Record set
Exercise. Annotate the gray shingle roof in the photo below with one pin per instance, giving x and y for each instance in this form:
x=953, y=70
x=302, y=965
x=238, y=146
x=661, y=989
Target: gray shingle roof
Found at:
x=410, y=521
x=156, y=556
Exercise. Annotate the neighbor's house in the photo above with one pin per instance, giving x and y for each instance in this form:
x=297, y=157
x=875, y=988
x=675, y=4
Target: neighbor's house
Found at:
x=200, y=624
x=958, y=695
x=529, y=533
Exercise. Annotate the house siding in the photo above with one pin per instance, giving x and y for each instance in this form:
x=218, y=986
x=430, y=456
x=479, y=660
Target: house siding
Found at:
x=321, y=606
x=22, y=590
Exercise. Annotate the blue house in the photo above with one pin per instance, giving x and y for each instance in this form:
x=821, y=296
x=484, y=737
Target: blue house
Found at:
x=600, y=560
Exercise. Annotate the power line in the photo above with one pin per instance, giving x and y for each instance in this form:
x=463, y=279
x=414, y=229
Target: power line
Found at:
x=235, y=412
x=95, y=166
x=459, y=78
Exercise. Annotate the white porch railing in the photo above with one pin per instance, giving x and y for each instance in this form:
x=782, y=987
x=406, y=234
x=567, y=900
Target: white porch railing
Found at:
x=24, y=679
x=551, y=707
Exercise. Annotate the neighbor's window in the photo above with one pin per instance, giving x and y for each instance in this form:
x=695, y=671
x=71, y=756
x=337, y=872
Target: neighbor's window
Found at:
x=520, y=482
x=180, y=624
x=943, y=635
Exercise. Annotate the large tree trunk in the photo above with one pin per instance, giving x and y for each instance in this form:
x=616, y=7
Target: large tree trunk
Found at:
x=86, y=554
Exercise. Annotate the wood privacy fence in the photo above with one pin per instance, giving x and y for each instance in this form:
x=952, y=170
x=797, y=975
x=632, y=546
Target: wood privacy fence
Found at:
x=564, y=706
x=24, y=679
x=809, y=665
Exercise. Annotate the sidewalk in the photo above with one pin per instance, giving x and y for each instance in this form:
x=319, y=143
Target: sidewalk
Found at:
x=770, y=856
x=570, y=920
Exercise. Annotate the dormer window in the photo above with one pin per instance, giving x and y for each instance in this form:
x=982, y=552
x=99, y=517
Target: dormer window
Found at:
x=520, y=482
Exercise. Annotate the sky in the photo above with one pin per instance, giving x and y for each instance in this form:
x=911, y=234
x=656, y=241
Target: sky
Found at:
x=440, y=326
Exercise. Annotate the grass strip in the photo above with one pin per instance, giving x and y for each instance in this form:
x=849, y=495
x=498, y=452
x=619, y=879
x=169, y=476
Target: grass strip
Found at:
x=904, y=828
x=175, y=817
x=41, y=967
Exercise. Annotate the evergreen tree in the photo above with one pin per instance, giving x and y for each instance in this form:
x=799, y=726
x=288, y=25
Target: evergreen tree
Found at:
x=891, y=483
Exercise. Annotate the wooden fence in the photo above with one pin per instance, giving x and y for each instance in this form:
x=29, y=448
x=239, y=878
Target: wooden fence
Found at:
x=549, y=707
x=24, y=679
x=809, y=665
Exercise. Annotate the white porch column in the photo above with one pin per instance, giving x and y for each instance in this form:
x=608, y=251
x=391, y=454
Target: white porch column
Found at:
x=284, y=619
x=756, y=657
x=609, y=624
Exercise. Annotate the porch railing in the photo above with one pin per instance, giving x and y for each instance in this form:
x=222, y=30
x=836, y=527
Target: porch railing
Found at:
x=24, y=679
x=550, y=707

Required work
Filter the data for the string "gray". Copy each matching line.

Solution to the problem
Exercise. Annotate the gray shingle roof in the photo below with one pin per instance, giving x and y for each instance in this form:
Target: gray shingle roof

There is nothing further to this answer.